JOBS:
(a) List every forum username that appears in the thread on decimal and fraction conversion functions, including any mentioned with an @ sign.
(b) In the thread on decimal and fraction conversion functions, the post introducing the fr2dec code says it handles every possible format. What does that post say the code looks for instead of the separators?

-- Begin GIVEN PASSAGE --

[Function] Decimal2Fraction and Fraction2Decimal

[AlphaBravo]

This factors function should be more efficient

@kon, this is beautiful, well thought out and very efficient, thank you so much for posting it.
I'll update my post above.

@FanaticGuru, your understanding of the task in hand is impeccable.

[AlphaBravo]

Right now I am having more trouble getting my Fraction2Decimal script working correctly which sounds stupid as it is basically nothing but a practice in RegEx to handle every way I can think of writing: feet and/or inches with fractional feet or inches and weird ways I have seen stuff.

this code should take care of every possible way as it looks for the numbers and not the separators

Code: Select all

data =
(
0' 8-31/32"
2'
3' 0"
44' 11 31/32
4' 10" 31/32
4' 9 31/32"
0' 8-31/32"
11" 31/32
31/32
)
loop, parse, data, `n
	MsgBox % fr2dec(A_LoopField)
return

fr2dec(Fr) {
	while pos := RegExMatch(Fr, "\d+", m, pos?pos+StrLen(m):1)
		Nos := m . (A_Index=1?"":"`n") Nos
	No := StrSplit(Nos, "`n")
	IfInString, Fr, /
		denominator := No[1] , numerator := No[2]	,inches := No[3]?No[3]:0	, feet := No[4]?No[4]:0
	else if No[2]
		denominator := 1	 , numerator := 0		,inches := No[1]?No[1]:0	, feet := No[2]
	else
		denominator := 1	 , numerator := 0		,inches := 0				, feet := No[1]
	;~ ToolTip % feet "' " inches """ " numerator "/" denominator
	return feet + (inches + numerator/denominator) / 12
}

[Guest10]

when i ran this it said: QPX(1) ... Error: Call to nonexistant function.!

I tried your function and it struggled for few of my trials, here is my own attempt

Code: Select all

numbers := [14.285714, 1.2142857, 100/7]
QPX(1)
for each, n in numbers
	res1 .= Dec2Fr(n) "`n"
t1 := "`nt= " QPX(0) " seconds"
MsgBox % res1 t1 
return

Dec2Fr(n){
	PrimNo := [2,3,5,7,11,13,17,19,23,29,31,37,41,43,47,53,59,61,67,71,73,79,83,89,97]
	neg := n && n < 0 ? "-" : ""
	n := Abs(n)
	whole := Floor(n) ? Floor(n)" " : ""
	if (n = whole) || !n
		return neg floor(n)
	dec := n - floor(n)
	while (dec > floor(dec))
		dec*=10, dec := RTrim(RTrim(dec,0),.)
	exp := StrLen(dec)
	
	numerator:=floor(dec) 
	denominator := 10**exp
	fr := floor(numerator) "/" floor(denominator)
	
	for each, v in PrimNo
		if (Abs(round(n*v) - n*v) < 0.0001)		; close enough
			return neg whole floor(Mod(n*v,v)) "/" v

	for each, f in Factors(numerator)
		if !Mod(numerator,f) && !Mod(denominator,f)
			fr := floor(numerator/f) "/" floor(denominator/f)

-- End GIVEN PASSAGE --
-- Begin DATA ENTRIES --

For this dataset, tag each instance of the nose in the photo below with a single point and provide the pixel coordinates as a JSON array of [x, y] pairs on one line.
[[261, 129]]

-- End DATA ENTRIES --
-- Begin DATA ENTRIES --

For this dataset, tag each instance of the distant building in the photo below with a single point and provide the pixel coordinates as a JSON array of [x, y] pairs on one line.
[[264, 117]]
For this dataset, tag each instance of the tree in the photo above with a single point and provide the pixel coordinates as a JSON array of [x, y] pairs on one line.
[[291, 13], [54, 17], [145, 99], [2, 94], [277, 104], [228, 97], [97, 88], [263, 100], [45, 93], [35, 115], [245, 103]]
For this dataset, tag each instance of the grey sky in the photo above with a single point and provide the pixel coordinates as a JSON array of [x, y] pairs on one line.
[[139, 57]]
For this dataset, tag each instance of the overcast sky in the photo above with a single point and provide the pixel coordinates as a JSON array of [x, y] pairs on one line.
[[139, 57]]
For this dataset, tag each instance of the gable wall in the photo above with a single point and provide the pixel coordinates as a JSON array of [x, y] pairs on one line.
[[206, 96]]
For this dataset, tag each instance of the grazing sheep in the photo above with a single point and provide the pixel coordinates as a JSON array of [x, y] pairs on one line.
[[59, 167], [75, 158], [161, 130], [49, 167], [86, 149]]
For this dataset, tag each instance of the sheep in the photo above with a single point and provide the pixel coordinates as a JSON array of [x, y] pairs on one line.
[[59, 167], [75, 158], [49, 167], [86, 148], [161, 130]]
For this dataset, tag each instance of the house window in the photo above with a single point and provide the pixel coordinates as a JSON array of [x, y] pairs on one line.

-- End DATA ENTRIES --

ANSWER LIST:
(a) AlphaBravo, kon, FanaticGuru, Guest10

(b) It looks for the numbers.